THE TASK ::
When you answer, copy every line of the listing below exactly.
((
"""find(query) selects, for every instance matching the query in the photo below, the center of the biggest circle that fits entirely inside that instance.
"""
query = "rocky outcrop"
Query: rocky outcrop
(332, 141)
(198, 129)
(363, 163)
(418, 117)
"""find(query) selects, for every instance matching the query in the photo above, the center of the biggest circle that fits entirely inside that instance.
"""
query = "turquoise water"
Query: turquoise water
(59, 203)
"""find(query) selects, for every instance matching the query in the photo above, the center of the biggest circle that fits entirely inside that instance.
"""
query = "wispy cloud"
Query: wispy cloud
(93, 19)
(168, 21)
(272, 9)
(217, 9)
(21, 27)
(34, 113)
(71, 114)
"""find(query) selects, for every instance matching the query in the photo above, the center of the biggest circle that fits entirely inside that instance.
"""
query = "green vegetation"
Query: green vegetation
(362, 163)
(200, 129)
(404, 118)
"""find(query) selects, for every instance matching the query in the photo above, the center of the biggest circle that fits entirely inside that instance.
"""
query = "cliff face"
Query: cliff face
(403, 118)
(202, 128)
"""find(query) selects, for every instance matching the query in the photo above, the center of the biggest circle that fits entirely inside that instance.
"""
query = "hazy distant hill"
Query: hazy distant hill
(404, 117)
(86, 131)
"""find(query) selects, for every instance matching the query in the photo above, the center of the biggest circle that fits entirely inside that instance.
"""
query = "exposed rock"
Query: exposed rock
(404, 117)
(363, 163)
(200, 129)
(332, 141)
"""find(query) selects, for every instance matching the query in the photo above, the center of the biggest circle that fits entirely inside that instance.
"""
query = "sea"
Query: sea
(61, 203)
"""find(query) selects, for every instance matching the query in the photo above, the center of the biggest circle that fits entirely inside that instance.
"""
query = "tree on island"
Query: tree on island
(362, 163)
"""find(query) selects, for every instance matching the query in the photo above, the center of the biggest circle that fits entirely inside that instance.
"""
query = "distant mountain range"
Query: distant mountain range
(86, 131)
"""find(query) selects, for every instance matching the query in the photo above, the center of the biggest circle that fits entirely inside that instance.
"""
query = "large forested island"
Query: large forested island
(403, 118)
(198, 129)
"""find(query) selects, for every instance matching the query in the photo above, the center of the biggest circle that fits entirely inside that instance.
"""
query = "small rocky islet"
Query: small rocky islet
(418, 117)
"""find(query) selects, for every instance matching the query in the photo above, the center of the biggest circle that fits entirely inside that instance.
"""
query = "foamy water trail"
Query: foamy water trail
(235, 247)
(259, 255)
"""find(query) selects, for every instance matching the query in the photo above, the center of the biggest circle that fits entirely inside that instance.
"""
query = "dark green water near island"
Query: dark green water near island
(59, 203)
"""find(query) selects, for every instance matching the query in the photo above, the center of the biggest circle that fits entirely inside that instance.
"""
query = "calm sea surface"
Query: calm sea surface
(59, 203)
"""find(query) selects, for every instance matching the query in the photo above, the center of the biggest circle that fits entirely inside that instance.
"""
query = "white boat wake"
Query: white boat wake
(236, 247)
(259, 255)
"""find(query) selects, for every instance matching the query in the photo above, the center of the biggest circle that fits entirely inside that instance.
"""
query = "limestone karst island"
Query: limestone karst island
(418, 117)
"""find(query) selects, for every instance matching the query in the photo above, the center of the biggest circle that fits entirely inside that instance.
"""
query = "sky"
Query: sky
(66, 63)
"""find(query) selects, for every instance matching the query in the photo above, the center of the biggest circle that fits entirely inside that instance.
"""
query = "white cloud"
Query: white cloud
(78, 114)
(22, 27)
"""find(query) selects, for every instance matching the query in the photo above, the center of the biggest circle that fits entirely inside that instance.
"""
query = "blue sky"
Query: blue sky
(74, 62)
))
RESULT FOR THIS TASK ::
"""find(query) selects, for every instance matching the query in the photo below, the center of the biggest circle that fits entirely inside that instance.
"""
query = "rocky outcrop"
Query: rocky outcrop
(332, 141)
(198, 129)
(363, 163)
(418, 117)
"""find(query) selects, for every instance matching the query in the photo above, the center of the biggest circle that fits entirely inside that instance.
"""
query = "turquoise water"
Query: turquoise water
(59, 203)
"""find(query) selects, for every instance matching the query in the photo above, the center of the biggest circle that fits entirely inside that instance.
"""
query = "wispy cloud"
Query: wispy cloud
(93, 19)
(168, 21)
(272, 9)
(217, 9)
(21, 27)
(34, 113)
(71, 114)
"""find(query) selects, for every instance matching the query in the photo above, the center of the biggest circle that fits entirely inside that instance.
"""
query = "green vegetation"
Query: green vegetation
(362, 163)
(200, 129)
(404, 118)
"""find(query) selects, for every instance matching the query in the photo above, the center of the biggest circle that fits entirely inside that instance.
"""
query = "cliff face"
Query: cliff face
(403, 118)
(202, 128)
"""find(query) selects, for every instance matching the query in the photo above, the center of the biggest circle that fits entirely inside that instance.
"""
query = "hazy distant hill"
Query: hazy distant hill
(404, 117)
(86, 131)
"""find(query) selects, for every instance matching the query in the photo above, the center of the biggest circle that fits entirely inside that instance.
"""
query = "exposed rock"
Query: exposed rock
(404, 117)
(363, 163)
(200, 129)
(332, 141)
"""find(query) selects, for every instance matching the query in the photo above, the center of the biggest circle that fits entirely inside that instance.
"""
query = "sea"
Query: sea
(61, 203)
"""find(query) selects, for every instance matching the query in the photo above, the center of the biggest circle that fits entirely inside that instance.
"""
query = "tree on island"
Query: tree on island
(362, 163)
"""find(query) selects, for every instance matching the query in the photo above, the center of the biggest circle that fits entirely inside that instance.
"""
query = "distant mountain range"
Query: distant mountain range
(86, 131)
"""find(query) selects, for every instance matching the query in the photo above, the center of the biggest circle that fits entirely inside that instance.
"""
query = "large forested island"
Query: large forested island
(403, 118)
(198, 129)
"""find(query) selects, for every instance matching the query in the photo above, the center of the biggest circle that fits entirely inside that instance.
"""
query = "small rocky islet"
Query: small rocky islet
(418, 117)
"""find(query) selects, for every instance matching the query in the photo above, the center of the biggest circle that fits entirely inside that instance.
"""
query = "foamy water trail"
Query: foamy water trail
(235, 247)
(259, 255)
"""find(query) selects, for every instance matching the query in the photo above, the center of the biggest circle that fits entirely inside that instance.
"""
query = "dark green water near island"
Query: dark green water near island
(59, 203)
"""find(query) selects, for every instance matching the query in the photo above, the center of the biggest circle that fits entirely inside that instance.
"""
query = "calm sea surface"
Query: calm sea surface
(59, 203)
"""find(query) selects, for every instance matching the query in the photo above, the center of the biggest circle that fits entirely inside that instance.
"""
query = "white boat wake"
Query: white boat wake
(236, 247)
(259, 255)
"""find(query) selects, for every instance matching the query in the photo above, the center of the biggest circle that fits entirely inside that instance.
"""
query = "limestone karst island"
Query: limestone karst island
(418, 117)
"""find(query) selects, for every instance matching the query in the photo above, the center of the biggest circle that fits entirely inside that instance.
"""
query = "sky"
Query: sky
(66, 63)
"""find(query) selects, for every instance matching the query in the photo above, the center of the biggest circle that fits entirely inside that instance.
"""
query = "white cloud"
Query: white cloud
(78, 114)
(22, 27)
"""find(query) selects, for every instance matching the query in the photo above, the center of the biggest circle that fits entirely inside that instance.
"""
query = "blue sky"
Query: blue sky
(74, 62)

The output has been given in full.